** START OF Record list **

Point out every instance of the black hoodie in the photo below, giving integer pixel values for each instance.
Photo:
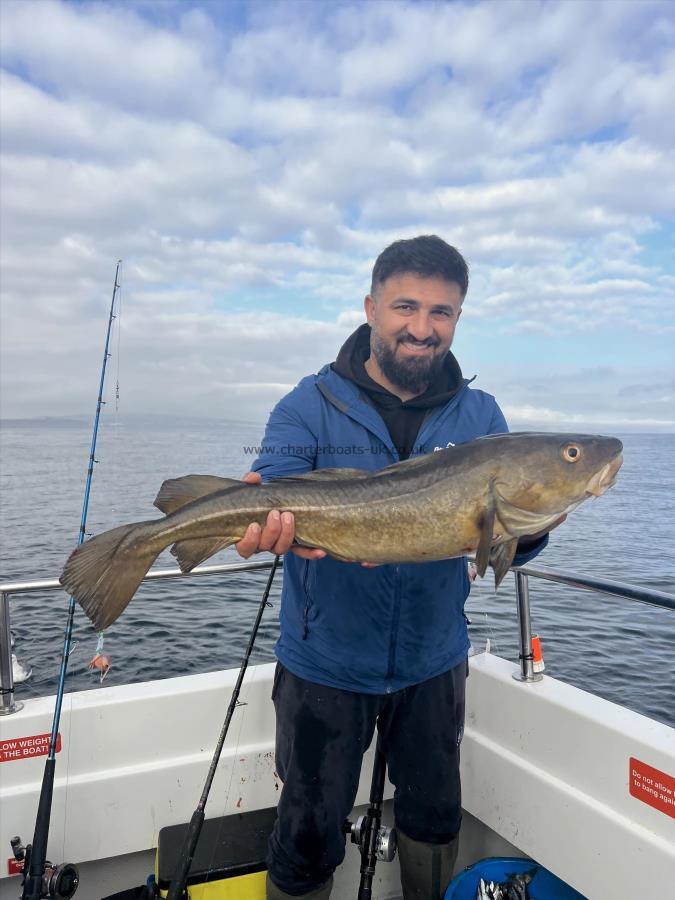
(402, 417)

** END OF Record list **
** START OF Record list **

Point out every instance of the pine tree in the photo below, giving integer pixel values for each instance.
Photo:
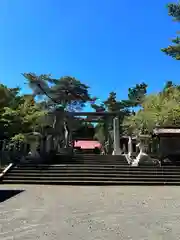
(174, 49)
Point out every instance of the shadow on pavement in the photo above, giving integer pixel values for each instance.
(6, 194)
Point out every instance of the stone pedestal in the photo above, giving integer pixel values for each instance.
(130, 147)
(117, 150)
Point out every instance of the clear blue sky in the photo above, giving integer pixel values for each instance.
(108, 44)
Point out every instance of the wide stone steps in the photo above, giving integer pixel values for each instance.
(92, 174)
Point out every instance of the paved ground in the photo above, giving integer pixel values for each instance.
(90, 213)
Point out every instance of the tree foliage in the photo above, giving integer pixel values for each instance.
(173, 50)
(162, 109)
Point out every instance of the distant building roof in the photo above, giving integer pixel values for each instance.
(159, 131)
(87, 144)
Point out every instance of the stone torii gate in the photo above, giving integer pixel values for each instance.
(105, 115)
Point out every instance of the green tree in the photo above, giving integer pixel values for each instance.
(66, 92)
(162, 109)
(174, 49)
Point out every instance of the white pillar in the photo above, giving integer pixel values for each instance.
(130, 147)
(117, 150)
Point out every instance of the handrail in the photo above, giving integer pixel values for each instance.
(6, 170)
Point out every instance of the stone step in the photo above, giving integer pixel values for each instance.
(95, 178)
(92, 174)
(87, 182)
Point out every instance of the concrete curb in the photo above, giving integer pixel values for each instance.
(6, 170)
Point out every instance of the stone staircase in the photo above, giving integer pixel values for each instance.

** END OF Record list **

Instructions to follow |
Render the records from the line containing "Point out every instance of the white" through the line containing "Point out every instance of the stone staircase", both ends included, as a JSON list of strings with one string per line and any blank lines omitted.

Reply |
[
  "Point out every instance of the white pillar in the photo above, giving integer pixel values for each instance.",
  "(130, 147)",
  "(117, 150)",
  "Point out every instance of the handrail in the photo above, giving integer pixel values for each instance.",
  "(6, 170)",
  "Point out every instance of the stone step in the photo above, giving integer pixel values for each instance.",
  "(95, 178)",
  "(92, 174)",
  "(87, 182)",
  "Point out every instance of the concrete curb in the photo above, giving integer pixel values for each instance.",
  "(6, 170)",
  "Point out every instance of the stone staircase in the photo above, giving integer pixel values for each instance."
]